• Material to process:
>> begin

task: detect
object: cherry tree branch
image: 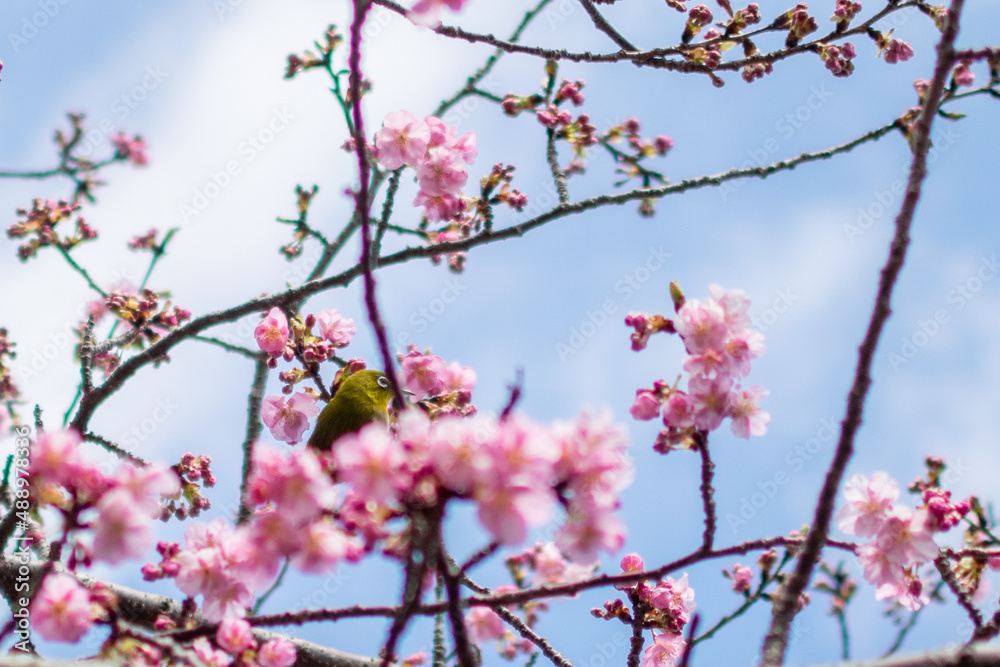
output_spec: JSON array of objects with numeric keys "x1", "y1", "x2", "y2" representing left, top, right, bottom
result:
[{"x1": 761, "y1": 0, "x2": 964, "y2": 667}]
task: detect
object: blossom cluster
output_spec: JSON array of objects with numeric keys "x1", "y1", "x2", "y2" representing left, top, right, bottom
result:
[
  {"x1": 143, "y1": 410, "x2": 632, "y2": 636},
  {"x1": 111, "y1": 132, "x2": 149, "y2": 167},
  {"x1": 625, "y1": 285, "x2": 771, "y2": 452},
  {"x1": 375, "y1": 111, "x2": 479, "y2": 220},
  {"x1": 406, "y1": 0, "x2": 468, "y2": 28},
  {"x1": 7, "y1": 199, "x2": 97, "y2": 262},
  {"x1": 28, "y1": 430, "x2": 182, "y2": 642},
  {"x1": 590, "y1": 553, "x2": 696, "y2": 667},
  {"x1": 836, "y1": 472, "x2": 971, "y2": 611},
  {"x1": 333, "y1": 410, "x2": 632, "y2": 564},
  {"x1": 465, "y1": 542, "x2": 597, "y2": 660},
  {"x1": 29, "y1": 429, "x2": 181, "y2": 569},
  {"x1": 253, "y1": 306, "x2": 358, "y2": 368},
  {"x1": 143, "y1": 447, "x2": 363, "y2": 622},
  {"x1": 397, "y1": 345, "x2": 476, "y2": 418}
]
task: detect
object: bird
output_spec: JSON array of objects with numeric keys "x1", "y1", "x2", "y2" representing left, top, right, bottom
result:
[{"x1": 308, "y1": 370, "x2": 393, "y2": 451}]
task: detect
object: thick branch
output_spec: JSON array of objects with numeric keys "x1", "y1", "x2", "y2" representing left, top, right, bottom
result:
[{"x1": 761, "y1": 0, "x2": 963, "y2": 666}]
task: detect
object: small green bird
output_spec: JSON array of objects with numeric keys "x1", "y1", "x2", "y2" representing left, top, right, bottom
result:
[{"x1": 308, "y1": 370, "x2": 393, "y2": 451}]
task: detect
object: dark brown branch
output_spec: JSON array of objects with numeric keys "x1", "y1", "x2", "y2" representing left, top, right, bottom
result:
[
  {"x1": 934, "y1": 555, "x2": 983, "y2": 637},
  {"x1": 81, "y1": 431, "x2": 149, "y2": 468},
  {"x1": 348, "y1": 0, "x2": 403, "y2": 404},
  {"x1": 761, "y1": 0, "x2": 964, "y2": 666},
  {"x1": 0, "y1": 555, "x2": 382, "y2": 667},
  {"x1": 71, "y1": 116, "x2": 897, "y2": 432},
  {"x1": 698, "y1": 433, "x2": 716, "y2": 552},
  {"x1": 236, "y1": 358, "x2": 269, "y2": 523},
  {"x1": 580, "y1": 0, "x2": 639, "y2": 51}
]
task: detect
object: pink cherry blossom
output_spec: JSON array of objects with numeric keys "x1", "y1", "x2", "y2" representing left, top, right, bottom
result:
[
  {"x1": 443, "y1": 361, "x2": 476, "y2": 392},
  {"x1": 93, "y1": 488, "x2": 153, "y2": 564},
  {"x1": 875, "y1": 505, "x2": 938, "y2": 567},
  {"x1": 249, "y1": 447, "x2": 336, "y2": 524},
  {"x1": 835, "y1": 472, "x2": 899, "y2": 537},
  {"x1": 550, "y1": 410, "x2": 634, "y2": 513},
  {"x1": 688, "y1": 375, "x2": 733, "y2": 431},
  {"x1": 708, "y1": 285, "x2": 750, "y2": 334},
  {"x1": 426, "y1": 410, "x2": 497, "y2": 494},
  {"x1": 424, "y1": 116, "x2": 458, "y2": 150},
  {"x1": 31, "y1": 572, "x2": 93, "y2": 643},
  {"x1": 875, "y1": 576, "x2": 931, "y2": 611},
  {"x1": 858, "y1": 543, "x2": 903, "y2": 586},
  {"x1": 641, "y1": 632, "x2": 687, "y2": 667},
  {"x1": 334, "y1": 424, "x2": 409, "y2": 502},
  {"x1": 618, "y1": 553, "x2": 646, "y2": 574},
  {"x1": 465, "y1": 607, "x2": 506, "y2": 644},
  {"x1": 725, "y1": 330, "x2": 764, "y2": 377},
  {"x1": 115, "y1": 464, "x2": 181, "y2": 516},
  {"x1": 923, "y1": 487, "x2": 972, "y2": 533},
  {"x1": 684, "y1": 350, "x2": 731, "y2": 377},
  {"x1": 401, "y1": 346, "x2": 448, "y2": 400},
  {"x1": 253, "y1": 306, "x2": 288, "y2": 356},
  {"x1": 316, "y1": 308, "x2": 358, "y2": 347},
  {"x1": 375, "y1": 111, "x2": 431, "y2": 169},
  {"x1": 215, "y1": 616, "x2": 254, "y2": 656},
  {"x1": 191, "y1": 637, "x2": 233, "y2": 667},
  {"x1": 111, "y1": 132, "x2": 149, "y2": 167},
  {"x1": 413, "y1": 191, "x2": 466, "y2": 221},
  {"x1": 257, "y1": 638, "x2": 298, "y2": 667},
  {"x1": 417, "y1": 148, "x2": 469, "y2": 196},
  {"x1": 292, "y1": 521, "x2": 362, "y2": 573},
  {"x1": 260, "y1": 392, "x2": 320, "y2": 445},
  {"x1": 663, "y1": 391, "x2": 695, "y2": 428},
  {"x1": 674, "y1": 299, "x2": 729, "y2": 354},
  {"x1": 729, "y1": 385, "x2": 771, "y2": 439},
  {"x1": 733, "y1": 563, "x2": 753, "y2": 593},
  {"x1": 648, "y1": 573, "x2": 697, "y2": 627},
  {"x1": 629, "y1": 389, "x2": 660, "y2": 421},
  {"x1": 29, "y1": 429, "x2": 81, "y2": 485},
  {"x1": 532, "y1": 542, "x2": 594, "y2": 590},
  {"x1": 452, "y1": 132, "x2": 479, "y2": 164}
]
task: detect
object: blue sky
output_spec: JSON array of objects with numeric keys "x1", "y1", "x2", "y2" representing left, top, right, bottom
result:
[{"x1": 0, "y1": 0, "x2": 1000, "y2": 667}]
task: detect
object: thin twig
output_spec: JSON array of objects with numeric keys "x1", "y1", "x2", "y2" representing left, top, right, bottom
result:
[
  {"x1": 236, "y1": 358, "x2": 269, "y2": 524},
  {"x1": 438, "y1": 557, "x2": 477, "y2": 667},
  {"x1": 625, "y1": 593, "x2": 646, "y2": 667},
  {"x1": 348, "y1": 0, "x2": 403, "y2": 402},
  {"x1": 698, "y1": 432, "x2": 716, "y2": 551}
]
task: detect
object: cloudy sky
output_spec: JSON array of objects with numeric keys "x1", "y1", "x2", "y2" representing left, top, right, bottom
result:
[{"x1": 0, "y1": 0, "x2": 1000, "y2": 667}]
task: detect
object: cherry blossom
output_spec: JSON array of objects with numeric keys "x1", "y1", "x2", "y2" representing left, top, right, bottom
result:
[
  {"x1": 260, "y1": 392, "x2": 320, "y2": 445},
  {"x1": 31, "y1": 572, "x2": 93, "y2": 643},
  {"x1": 253, "y1": 306, "x2": 288, "y2": 357}
]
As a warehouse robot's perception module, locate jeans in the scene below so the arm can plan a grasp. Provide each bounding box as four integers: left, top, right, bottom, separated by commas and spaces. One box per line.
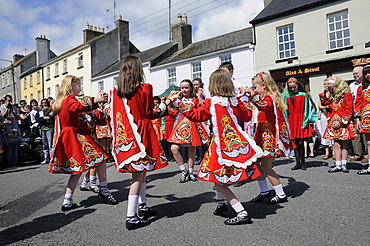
41, 130, 54, 163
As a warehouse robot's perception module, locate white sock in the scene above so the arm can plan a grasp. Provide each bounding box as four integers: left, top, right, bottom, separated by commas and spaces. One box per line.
216, 191, 225, 207
90, 175, 97, 188
99, 181, 110, 196
258, 179, 269, 195
139, 183, 146, 204
63, 193, 73, 207
335, 161, 342, 169
231, 202, 248, 215
127, 195, 139, 218
273, 184, 286, 198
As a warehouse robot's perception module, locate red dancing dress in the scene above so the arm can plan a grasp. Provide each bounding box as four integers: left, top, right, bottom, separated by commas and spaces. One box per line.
355, 86, 370, 133
284, 92, 313, 139
174, 97, 262, 184
323, 92, 357, 140
109, 84, 168, 172
96, 105, 112, 139
250, 93, 292, 158
167, 98, 209, 146
48, 95, 109, 174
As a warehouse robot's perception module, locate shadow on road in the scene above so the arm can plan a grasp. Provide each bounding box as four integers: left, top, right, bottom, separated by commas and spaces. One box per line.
152, 192, 215, 221
0, 209, 96, 245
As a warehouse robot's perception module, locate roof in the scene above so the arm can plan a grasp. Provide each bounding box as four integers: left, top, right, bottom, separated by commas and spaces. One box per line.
94, 42, 177, 77
157, 27, 253, 66
250, 0, 340, 24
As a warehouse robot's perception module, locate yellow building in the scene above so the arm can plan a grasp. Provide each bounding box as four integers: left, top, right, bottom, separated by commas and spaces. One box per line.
20, 67, 44, 104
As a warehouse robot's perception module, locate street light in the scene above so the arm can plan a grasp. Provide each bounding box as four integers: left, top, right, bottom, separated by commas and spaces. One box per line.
0, 58, 17, 102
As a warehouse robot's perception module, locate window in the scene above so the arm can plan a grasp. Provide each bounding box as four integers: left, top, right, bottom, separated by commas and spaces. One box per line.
55, 62, 59, 76
98, 81, 104, 91
277, 25, 296, 59
78, 53, 84, 68
63, 59, 68, 74
167, 68, 176, 86
79, 77, 84, 96
328, 10, 350, 49
191, 62, 202, 79
220, 55, 232, 64
46, 67, 50, 79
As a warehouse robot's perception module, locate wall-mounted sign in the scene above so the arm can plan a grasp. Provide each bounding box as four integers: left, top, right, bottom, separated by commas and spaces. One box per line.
285, 67, 320, 76
351, 58, 370, 67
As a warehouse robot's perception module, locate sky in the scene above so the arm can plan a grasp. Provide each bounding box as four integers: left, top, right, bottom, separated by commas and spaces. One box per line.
0, 0, 263, 67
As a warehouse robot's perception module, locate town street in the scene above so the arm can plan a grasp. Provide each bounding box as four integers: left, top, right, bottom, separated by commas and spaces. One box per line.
0, 157, 370, 246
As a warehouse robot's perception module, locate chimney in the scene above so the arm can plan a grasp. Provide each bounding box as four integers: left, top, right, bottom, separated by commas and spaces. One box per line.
35, 35, 50, 66
116, 15, 130, 59
84, 23, 104, 43
171, 14, 192, 50
13, 54, 24, 63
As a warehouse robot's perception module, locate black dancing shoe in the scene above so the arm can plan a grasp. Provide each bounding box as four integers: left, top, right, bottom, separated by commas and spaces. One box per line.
61, 203, 78, 212
268, 195, 288, 205
188, 173, 198, 182
213, 203, 228, 215
80, 186, 93, 191
126, 217, 151, 231
357, 169, 370, 175
250, 191, 270, 202
138, 207, 157, 219
224, 215, 253, 225
98, 191, 118, 205
328, 166, 342, 173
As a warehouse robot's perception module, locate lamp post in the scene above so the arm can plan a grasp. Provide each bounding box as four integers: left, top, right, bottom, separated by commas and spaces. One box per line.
0, 58, 17, 102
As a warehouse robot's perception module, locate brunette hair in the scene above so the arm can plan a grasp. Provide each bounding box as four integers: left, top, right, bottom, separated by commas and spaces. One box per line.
252, 72, 287, 111
117, 56, 144, 98
179, 79, 197, 98
53, 75, 80, 114
208, 69, 235, 97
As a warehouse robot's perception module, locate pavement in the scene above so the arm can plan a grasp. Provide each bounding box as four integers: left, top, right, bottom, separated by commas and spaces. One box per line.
0, 156, 370, 246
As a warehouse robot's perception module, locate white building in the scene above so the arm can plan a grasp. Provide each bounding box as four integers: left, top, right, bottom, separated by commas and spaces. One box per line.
251, 0, 370, 101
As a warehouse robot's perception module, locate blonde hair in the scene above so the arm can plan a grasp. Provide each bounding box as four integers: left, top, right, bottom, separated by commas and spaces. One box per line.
117, 56, 144, 98
252, 72, 287, 112
325, 76, 351, 101
208, 69, 235, 97
52, 75, 80, 114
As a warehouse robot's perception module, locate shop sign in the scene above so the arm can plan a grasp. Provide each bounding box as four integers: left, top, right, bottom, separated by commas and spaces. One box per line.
285, 67, 320, 76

>> end

• Exercise instructions: Write out everything in the listing from the line containing "As a warehouse robot's perception module, locate shadow" down to the line containing "0, 157, 370, 246", both of those lines included, character for character.

• Written response:
As a warehouse robot's perception module, locate shadow on road in the scene above so the arm can plan a grasp. Provide each bounding box as four integers: left, top, right, bottom, separated by commas and spaces. One box per line.
152, 192, 215, 221
0, 209, 96, 245
As a warehouse robot's perception module, locate roof in the scene above so the arm can plan a grasp. Provide each bounding box as four integers: left, top, right, bottom, separated by commas and spaces. One box per line.
94, 42, 177, 77
157, 27, 253, 66
250, 0, 340, 24
As a warehouse robot's perception module, locate yellow building in the scene above so the arm can plan a grasp. Provide each bounding box as four integers: left, top, right, bottom, separated by commas and spaces. One box per line.
20, 67, 44, 104
As a warehouse robot's perception module, locate street light in the scene above so the arm can plan a grasp. Provide each bounding box as four integers: left, top, right, bottom, separated by commas and spaces. One box per line.
0, 58, 17, 102
As a warehouse robot's perception module, locate window in the scene above so the arm can plan a grasp. Provide each bounding box as four integers: left, top, right, bottom, separated by commas and spaces. One box per line.
55, 62, 59, 76
98, 81, 104, 91
277, 25, 296, 59
78, 53, 84, 68
63, 59, 68, 74
167, 68, 176, 86
79, 77, 84, 96
328, 10, 350, 49
191, 62, 202, 79
220, 55, 232, 64
46, 67, 50, 79
As a warehouse robot's perception module, locate wall-mounted sign in the scene above so the arm can plan a grasp. Provide each bounding box as four integers: left, top, right, bottom, separated by commas and spaces. One box per line.
285, 67, 320, 76
351, 58, 370, 67
As a warehouse robot's perception module, locate sky in the scene above so the arm can plan a grasp. Provide each bounding box as four integers: left, top, right, bottom, separated by commas and spaces. One box per line.
0, 0, 263, 67
As a warehouse robot's perception module, locate town street in the scene above so the arm can plan a grasp. Provide each bounding box as four integers: left, top, right, bottom, separated by commas and spaces. One box per line.
0, 157, 370, 246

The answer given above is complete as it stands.